• **Goal**: Render every entry exactly as it appears.

• **Listed entries**:
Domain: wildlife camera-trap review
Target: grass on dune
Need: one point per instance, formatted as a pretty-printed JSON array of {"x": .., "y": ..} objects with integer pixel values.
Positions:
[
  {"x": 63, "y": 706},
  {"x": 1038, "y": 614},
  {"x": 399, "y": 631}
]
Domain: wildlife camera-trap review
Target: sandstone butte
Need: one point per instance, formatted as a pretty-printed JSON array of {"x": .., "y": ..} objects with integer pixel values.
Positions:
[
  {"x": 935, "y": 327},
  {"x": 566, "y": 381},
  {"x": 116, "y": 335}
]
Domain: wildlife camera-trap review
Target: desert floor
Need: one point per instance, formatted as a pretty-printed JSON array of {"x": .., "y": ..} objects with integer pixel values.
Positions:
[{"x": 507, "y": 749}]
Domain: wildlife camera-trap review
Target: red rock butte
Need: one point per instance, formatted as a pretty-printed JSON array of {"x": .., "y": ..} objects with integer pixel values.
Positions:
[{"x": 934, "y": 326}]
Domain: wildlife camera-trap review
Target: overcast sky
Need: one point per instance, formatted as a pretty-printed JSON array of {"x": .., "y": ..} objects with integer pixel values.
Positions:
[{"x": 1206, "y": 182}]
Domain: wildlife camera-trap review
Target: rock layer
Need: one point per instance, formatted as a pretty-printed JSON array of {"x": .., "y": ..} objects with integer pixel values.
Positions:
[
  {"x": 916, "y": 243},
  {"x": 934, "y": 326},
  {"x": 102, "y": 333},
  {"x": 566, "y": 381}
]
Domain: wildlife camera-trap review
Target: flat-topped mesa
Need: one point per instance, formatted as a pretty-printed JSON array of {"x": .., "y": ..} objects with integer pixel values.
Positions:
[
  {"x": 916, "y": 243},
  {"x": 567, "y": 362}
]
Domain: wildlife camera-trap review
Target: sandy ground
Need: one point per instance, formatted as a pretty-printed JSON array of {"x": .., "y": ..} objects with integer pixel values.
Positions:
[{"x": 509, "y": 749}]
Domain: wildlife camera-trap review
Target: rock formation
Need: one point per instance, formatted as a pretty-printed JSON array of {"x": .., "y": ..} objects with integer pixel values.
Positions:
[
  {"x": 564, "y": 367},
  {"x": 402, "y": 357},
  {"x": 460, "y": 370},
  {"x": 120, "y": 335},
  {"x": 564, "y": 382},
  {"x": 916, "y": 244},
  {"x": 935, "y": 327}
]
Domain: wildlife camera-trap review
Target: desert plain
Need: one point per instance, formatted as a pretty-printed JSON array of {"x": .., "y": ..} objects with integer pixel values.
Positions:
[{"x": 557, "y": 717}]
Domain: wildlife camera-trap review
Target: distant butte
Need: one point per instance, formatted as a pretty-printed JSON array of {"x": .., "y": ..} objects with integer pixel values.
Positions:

• **The answer**:
Domain: wildlife camera-trap review
Target: grass on dune
Need: one point per instance, formatted as a pretty-printed JSON array of {"x": .., "y": ..} objects with integer pixel values.
Positions:
[
  {"x": 63, "y": 706},
  {"x": 1038, "y": 614},
  {"x": 399, "y": 631}
]
Domain: wildlife camera-trap review
Target: sandstone butte
Need: one point per instance, formatted as a pretty-printed JSON array of {"x": .., "y": ..} objects with integer pixel values.
Positions:
[
  {"x": 935, "y": 327},
  {"x": 566, "y": 381},
  {"x": 116, "y": 335}
]
Domain: wildlife camera-trap review
Target: desert floor
Need: one point per instance, formatted as a pretty-printed JSON array of {"x": .., "y": ..} objects with integer pixel values.
Positions:
[{"x": 507, "y": 749}]
Domain: wildlife camera-trap review
Target: red rock butte
Need: one point per instance, formatted as a pretty-printed JSON array of {"x": .., "y": ..} objects with integer pixel values.
Positions:
[{"x": 934, "y": 326}]
Domain: wildlife camera-trap review
Target: overcast sky
Need: one point per instance, formatted as a pretty-printed JSON array of {"x": .., "y": ..} objects with integer pixel values.
Positions:
[{"x": 1206, "y": 182}]
Domain: wildlife camera-trap review
Target: rock layer
Need: one point per instance, formatted as a pretty-printed JSON array of {"x": .., "y": ..} objects with integer pixel values.
Positions:
[
  {"x": 916, "y": 243},
  {"x": 934, "y": 326},
  {"x": 102, "y": 333},
  {"x": 566, "y": 381}
]
Domain: wildlife camera-trap review
Target: flat-topped mesa
Need: one point per instance, formatted as a pretty-printed JSON array of {"x": .., "y": ..} objects with integer pixel values.
Positions:
[
  {"x": 916, "y": 243},
  {"x": 567, "y": 362}
]
Domain: wildlife camera-trap review
Target: sandy ground
Need: one point per instance, formatted as a pretty-printed JSON array of {"x": .., "y": ..} objects with integer pixel values.
Positions:
[{"x": 509, "y": 749}]
Domain: wildlife camera-trap review
Target: rock formation
Need: one point per instance, formatted as a pretty-printed JSON array of {"x": .., "y": ..} objects with integer pixel values.
Positions:
[
  {"x": 564, "y": 367},
  {"x": 402, "y": 357},
  {"x": 460, "y": 370},
  {"x": 120, "y": 335},
  {"x": 564, "y": 382},
  {"x": 916, "y": 244},
  {"x": 935, "y": 327}
]
Domain: wildlife camera-trap review
Target: desert plain
Need: one point per instance, formatted as a pretty-printed JSON array of {"x": .., "y": ..} objects with integer pixel values.
Positions:
[{"x": 557, "y": 717}]
Domain: wildlife camera-trap review
Target: distant butte
Need: one point per instance, formatted as a pretty-printed JSON array of {"x": .., "y": ..} objects with integer pixel values.
Positions:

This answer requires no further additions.